Upon reaching the line containing "supposedly the overlapping", output that line and all remaining lines exactly, through the end of the entries, and output nothing before it.
== == ==
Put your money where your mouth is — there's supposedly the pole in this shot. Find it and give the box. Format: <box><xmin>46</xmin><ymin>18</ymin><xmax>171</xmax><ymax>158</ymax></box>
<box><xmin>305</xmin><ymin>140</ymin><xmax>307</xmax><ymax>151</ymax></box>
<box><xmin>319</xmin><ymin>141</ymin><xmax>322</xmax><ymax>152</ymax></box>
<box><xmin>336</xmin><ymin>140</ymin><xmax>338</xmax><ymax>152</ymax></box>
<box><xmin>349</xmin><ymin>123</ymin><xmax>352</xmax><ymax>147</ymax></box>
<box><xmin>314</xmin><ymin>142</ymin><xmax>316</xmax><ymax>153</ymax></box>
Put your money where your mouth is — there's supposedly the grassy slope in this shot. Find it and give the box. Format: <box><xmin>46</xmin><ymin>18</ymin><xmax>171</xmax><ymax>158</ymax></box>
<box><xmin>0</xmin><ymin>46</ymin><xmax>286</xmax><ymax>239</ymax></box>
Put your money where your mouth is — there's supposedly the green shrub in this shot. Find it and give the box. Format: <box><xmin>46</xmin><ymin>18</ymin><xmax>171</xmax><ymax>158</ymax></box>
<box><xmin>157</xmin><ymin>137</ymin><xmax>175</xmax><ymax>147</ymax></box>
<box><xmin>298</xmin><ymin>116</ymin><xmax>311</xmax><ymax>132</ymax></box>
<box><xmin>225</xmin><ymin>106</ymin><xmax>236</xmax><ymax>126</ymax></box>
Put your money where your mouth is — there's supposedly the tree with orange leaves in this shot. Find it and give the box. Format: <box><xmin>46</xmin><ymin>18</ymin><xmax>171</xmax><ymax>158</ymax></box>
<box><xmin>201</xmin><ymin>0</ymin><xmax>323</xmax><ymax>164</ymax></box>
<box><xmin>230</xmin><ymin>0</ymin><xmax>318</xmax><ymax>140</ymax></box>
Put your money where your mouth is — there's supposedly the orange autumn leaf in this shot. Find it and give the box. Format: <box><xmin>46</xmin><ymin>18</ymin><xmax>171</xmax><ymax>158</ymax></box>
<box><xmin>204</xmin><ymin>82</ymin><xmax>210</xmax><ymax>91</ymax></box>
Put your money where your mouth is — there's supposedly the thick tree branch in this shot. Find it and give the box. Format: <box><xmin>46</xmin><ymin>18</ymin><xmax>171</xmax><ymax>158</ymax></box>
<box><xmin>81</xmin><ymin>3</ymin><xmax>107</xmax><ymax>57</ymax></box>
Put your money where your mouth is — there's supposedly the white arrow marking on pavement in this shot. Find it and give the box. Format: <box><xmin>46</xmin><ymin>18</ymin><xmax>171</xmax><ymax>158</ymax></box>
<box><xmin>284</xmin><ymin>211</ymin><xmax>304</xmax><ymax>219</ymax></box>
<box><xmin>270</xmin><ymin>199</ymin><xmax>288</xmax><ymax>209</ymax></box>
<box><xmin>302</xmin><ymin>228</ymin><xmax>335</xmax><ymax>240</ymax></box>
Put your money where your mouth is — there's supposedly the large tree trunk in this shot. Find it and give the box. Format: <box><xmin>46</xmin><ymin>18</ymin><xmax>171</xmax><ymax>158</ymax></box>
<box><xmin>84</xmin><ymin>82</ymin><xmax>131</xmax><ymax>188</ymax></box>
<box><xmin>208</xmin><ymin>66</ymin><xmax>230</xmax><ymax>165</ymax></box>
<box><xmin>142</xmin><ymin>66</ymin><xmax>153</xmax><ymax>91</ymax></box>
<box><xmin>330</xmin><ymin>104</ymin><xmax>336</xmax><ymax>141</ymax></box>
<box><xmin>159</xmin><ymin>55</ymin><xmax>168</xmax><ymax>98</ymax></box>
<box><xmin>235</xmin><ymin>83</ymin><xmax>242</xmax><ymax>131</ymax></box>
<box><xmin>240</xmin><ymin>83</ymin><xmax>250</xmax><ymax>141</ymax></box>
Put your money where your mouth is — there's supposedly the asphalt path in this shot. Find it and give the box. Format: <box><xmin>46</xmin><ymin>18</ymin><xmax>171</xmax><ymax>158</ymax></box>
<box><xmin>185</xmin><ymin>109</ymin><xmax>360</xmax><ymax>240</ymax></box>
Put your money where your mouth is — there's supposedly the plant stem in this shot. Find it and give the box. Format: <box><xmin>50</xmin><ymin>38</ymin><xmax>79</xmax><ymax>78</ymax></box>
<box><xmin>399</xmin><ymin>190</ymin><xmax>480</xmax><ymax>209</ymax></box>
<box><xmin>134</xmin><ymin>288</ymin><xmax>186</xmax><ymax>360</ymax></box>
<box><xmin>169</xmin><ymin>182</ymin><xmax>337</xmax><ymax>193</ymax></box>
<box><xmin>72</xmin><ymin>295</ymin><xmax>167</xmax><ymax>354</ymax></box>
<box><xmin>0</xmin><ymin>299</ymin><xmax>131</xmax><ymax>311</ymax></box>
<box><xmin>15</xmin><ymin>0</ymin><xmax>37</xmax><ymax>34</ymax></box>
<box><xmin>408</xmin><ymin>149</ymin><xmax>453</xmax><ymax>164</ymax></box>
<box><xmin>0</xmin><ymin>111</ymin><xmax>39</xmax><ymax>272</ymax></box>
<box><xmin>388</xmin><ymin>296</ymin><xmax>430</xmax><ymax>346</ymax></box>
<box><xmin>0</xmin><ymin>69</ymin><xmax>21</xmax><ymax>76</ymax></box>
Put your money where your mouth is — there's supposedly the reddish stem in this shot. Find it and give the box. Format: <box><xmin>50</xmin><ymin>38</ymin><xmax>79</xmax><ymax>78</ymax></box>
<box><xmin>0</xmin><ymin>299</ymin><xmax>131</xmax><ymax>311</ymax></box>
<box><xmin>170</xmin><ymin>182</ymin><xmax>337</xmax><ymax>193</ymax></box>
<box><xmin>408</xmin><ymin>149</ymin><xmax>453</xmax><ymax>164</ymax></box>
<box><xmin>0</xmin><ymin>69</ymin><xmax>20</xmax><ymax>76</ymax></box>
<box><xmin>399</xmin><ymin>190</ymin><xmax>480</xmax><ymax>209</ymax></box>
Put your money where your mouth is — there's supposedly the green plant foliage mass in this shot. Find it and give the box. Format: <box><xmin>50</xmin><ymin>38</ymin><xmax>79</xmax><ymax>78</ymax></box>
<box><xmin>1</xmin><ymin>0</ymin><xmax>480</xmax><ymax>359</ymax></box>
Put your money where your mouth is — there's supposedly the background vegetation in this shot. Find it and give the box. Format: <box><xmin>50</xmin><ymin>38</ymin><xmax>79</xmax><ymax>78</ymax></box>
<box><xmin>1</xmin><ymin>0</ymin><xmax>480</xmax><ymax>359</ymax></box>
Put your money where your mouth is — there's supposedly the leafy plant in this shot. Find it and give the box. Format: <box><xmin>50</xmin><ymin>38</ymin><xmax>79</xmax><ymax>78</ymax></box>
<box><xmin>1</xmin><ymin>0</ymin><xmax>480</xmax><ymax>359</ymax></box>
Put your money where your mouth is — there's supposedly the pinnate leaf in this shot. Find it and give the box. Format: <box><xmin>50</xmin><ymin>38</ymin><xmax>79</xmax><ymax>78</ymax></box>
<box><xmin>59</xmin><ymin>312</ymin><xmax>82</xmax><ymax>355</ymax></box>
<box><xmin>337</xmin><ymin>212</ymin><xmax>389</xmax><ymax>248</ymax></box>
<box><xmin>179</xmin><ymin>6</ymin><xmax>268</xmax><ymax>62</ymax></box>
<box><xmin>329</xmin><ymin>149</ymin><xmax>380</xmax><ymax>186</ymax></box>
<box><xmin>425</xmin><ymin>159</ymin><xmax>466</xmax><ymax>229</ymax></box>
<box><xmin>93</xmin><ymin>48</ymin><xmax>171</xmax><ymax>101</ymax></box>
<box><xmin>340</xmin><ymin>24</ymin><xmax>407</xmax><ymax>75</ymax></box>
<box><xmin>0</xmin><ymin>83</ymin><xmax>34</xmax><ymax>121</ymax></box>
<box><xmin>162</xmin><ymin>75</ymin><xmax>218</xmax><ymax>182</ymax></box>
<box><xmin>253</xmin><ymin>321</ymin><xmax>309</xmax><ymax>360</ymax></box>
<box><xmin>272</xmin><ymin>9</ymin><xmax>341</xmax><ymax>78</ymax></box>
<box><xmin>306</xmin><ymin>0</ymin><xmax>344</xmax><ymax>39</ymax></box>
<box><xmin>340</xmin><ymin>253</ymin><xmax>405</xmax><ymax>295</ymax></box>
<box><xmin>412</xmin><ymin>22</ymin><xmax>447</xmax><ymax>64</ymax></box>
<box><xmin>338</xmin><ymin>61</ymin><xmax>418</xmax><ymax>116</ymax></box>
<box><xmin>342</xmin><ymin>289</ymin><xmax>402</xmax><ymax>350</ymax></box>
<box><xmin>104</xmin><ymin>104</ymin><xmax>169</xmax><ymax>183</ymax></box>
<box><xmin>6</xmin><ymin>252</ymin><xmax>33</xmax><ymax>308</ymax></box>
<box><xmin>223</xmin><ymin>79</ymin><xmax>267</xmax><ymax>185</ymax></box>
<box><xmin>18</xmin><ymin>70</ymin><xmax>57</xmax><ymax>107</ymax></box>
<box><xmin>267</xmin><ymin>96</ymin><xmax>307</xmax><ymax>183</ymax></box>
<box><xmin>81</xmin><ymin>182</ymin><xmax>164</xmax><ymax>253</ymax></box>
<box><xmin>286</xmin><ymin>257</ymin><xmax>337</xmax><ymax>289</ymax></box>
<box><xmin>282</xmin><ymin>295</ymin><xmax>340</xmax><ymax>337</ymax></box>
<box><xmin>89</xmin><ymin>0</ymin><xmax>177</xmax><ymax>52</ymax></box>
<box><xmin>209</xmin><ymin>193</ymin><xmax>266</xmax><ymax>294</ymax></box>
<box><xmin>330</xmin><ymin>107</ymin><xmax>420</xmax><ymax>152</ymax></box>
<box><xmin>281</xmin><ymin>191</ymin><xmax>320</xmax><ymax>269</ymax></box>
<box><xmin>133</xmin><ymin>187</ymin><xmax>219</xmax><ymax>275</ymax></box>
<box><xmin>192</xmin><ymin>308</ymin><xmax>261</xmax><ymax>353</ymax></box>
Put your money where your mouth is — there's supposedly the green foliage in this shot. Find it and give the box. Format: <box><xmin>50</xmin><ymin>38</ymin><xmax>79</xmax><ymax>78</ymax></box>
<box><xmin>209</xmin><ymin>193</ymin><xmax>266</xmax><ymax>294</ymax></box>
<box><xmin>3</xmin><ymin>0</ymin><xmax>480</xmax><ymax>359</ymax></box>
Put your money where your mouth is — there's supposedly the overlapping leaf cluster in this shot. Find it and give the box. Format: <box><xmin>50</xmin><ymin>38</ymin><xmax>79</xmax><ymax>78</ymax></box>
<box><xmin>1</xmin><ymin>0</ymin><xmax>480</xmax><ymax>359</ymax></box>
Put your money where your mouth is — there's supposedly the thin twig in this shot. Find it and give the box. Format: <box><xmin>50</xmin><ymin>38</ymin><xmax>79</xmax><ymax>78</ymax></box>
== == ==
# [Solved problem]
Put your money where your mouth is — there's supposedly the overlapping leaf cluster in this shot. Find it and give the box. Format: <box><xmin>50</xmin><ymin>38</ymin><xmax>79</xmax><ymax>78</ymax></box>
<box><xmin>1</xmin><ymin>0</ymin><xmax>480</xmax><ymax>359</ymax></box>
Put your money where your mouth is — there's supposedly the thin twig in this shot. Find it and give the box. Format: <box><xmin>50</xmin><ymin>38</ymin><xmax>79</xmax><ymax>78</ymax></box>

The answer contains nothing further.